» Dokumen Sumber

┏━━

Padahal perilaku membuang sampah sembarangan berpotensi besar mengakibatkan kerusakan lingkungan.
Dari Kang Mamat, aku tahu bahwa fakta sampah masih berserakan di jalur trekking menuju Curug Cibeureum itu benar adanya.
Meski himbauan, anjuran sudah diinformasikan sebelum perjalanan dimulai menuju curug.
Ceritaku di atas, aku yakin hanya sekelumit potret buram dari "miskinnya" kesadaran dalam membuang sampah di antara para pejalan lintas alam. Fakta memprihatinkan yang sama, kutemukan di curug lainnya seperti di Sentul, Bogor, serta beberapa curug di Sukabumi lainnya.
Miskinnya kesadaran kita soal sampah, Â rasanya bukan hal mengada-ada. Bukti paling memprihatinkan adalaha kasus bejibunnya sampah di Gunung Rinjani, Lombok, Nusa Tenggara Barat, yang sempat viral di media social beberapa tahun lalu.
Gunung yang merupakan gunung berapi kedua tertinggi di Indonesia dengan ketinggian 3.726 mdpl itu  dibelit persoalan sampah dari para pendakinya.

┗━━

» Terapkan Bacaan
a: Ulangi persis bagian teks tentang sampah di jalur pendakian antara "Padahal perilaku membuang" dan "itu benar adanya.", termasuk kedua ujungnya.
b: Menurut teks tentang sampah di jalur pendakian, berapa ketinggian Gunung Rinjani?
c: Teruskan teks tentang sampah di jalur pendakian, mulai sesudah kalimat terakhirnya.

» Catatan yang Disediakan
┏━━

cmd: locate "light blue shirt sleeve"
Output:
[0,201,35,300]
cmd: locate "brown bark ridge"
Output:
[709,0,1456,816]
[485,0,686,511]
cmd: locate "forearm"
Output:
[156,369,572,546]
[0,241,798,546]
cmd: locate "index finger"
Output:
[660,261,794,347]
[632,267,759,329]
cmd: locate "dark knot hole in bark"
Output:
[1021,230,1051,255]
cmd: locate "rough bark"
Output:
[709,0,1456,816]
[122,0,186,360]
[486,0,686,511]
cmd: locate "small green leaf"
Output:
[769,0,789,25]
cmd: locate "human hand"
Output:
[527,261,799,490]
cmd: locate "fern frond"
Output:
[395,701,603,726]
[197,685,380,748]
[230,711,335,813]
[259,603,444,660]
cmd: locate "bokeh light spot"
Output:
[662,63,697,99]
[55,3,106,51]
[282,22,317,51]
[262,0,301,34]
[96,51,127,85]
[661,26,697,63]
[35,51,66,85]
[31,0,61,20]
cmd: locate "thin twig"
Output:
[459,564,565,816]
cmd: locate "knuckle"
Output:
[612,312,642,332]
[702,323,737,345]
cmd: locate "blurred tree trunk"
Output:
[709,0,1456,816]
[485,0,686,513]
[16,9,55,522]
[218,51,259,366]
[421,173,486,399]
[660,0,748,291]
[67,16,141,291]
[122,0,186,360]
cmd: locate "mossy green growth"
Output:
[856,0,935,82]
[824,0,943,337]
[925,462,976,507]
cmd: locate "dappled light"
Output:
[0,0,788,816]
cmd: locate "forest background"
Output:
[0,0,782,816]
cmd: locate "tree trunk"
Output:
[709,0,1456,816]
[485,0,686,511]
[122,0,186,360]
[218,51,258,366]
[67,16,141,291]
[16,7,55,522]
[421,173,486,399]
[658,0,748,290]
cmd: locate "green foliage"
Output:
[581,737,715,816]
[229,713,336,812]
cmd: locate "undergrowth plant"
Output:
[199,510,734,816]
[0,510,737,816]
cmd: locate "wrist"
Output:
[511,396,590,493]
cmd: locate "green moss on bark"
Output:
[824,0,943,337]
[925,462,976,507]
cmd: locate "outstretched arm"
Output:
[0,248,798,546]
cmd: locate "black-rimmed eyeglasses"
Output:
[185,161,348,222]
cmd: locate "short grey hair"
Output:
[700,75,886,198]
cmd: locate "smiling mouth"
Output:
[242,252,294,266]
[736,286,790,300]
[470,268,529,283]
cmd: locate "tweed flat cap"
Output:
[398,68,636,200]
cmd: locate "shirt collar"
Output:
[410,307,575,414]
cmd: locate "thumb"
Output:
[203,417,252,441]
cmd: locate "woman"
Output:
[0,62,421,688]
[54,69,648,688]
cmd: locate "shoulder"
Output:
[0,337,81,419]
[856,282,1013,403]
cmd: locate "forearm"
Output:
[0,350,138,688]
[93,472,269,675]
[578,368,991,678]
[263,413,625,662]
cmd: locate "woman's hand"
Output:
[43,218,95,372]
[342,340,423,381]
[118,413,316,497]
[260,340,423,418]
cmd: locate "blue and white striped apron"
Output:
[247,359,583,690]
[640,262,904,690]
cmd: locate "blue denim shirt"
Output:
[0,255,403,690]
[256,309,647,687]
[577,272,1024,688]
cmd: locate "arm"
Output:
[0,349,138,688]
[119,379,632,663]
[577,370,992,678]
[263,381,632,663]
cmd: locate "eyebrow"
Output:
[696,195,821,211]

┗━━

» Jawaban Tiap Tugas
a:
Padahal perilaku membuang sampah sembarangan berpotensi besar mengakibatkan kerusakan lingkungan.
Dari Kang Mamat, aku tahu bahwa fakta sampah masih berserakan di jalur trekking menuju Curug Cibeureum itu benar adanya.

b: Ketinggian Gunung Rinjani adalah 3.726 mdpl.

c:
Hasil aksi bersih-bersih sampah Rinjani pada 2021 silam, berhasil mengumpulkan sampah hingga 1,6 ton. Sampah didominasi sampah plastik.
Bayangin, pada tataran apa kualitas kesadaran kita tentang budaya buang sampah.
Persoalan Sampah dan Upaya Menertibkannya
Persoalan sampah di lokasi wisata alam seperti tak berkesudahan. Upaya-upaya dari pihak pengelola, sudah pasti sudah dilakukan. Dari pemberiani larangan, melalui papan tulisan peringatan lengkap dengan paying hukumnya, sampai penyediaan sarana dan prasarana tempat sampah di banyak titik.
Seperti halnya saat pengalamanku ke hiking ke Curug cibeureum, Sukabumi yang kuceritain di atas.